- _Set task_
Copy each of the items below word for word, leaving nothing out.

- _Dataset extract_
☆ ☆ ☆ ☆

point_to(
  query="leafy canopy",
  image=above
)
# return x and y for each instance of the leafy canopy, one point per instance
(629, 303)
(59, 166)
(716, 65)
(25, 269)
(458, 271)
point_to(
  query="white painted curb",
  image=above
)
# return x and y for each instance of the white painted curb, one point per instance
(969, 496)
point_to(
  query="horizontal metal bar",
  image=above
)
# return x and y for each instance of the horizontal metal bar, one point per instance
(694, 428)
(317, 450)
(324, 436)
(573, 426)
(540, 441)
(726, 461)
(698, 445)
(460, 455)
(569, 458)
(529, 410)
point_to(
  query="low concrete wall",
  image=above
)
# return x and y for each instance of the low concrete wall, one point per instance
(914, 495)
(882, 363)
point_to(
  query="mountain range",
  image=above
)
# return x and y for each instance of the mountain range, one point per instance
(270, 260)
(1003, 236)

☆ ☆ ☆ ☆

- _Final result_
point_to(
  query="leafy canopy",
  image=above
)
# return x and y for each instance of the leafy canopy, one point per instance
(629, 303)
(59, 166)
(716, 65)
(25, 269)
(458, 271)
point_to(
  query="white painted curb",
  image=above
)
# return x and y for each instance of the white painted curb, one point per instance
(969, 496)
point_to(
  query="horizontal metal bar",
  image=above
)
# return x and y for each instance of the horizontal metal bar, one point per instance
(694, 428)
(317, 450)
(324, 436)
(573, 426)
(540, 441)
(726, 461)
(698, 445)
(460, 455)
(569, 458)
(529, 410)
point_to(
  query="low concrete wall",
  image=above
)
# return x and y for each instance of the low concrete wall, one point per instance
(914, 495)
(882, 363)
point_to(
  query="mountain range",
  image=above
)
# return x and y for each instance of the mountain range, one point per instance
(270, 260)
(1003, 236)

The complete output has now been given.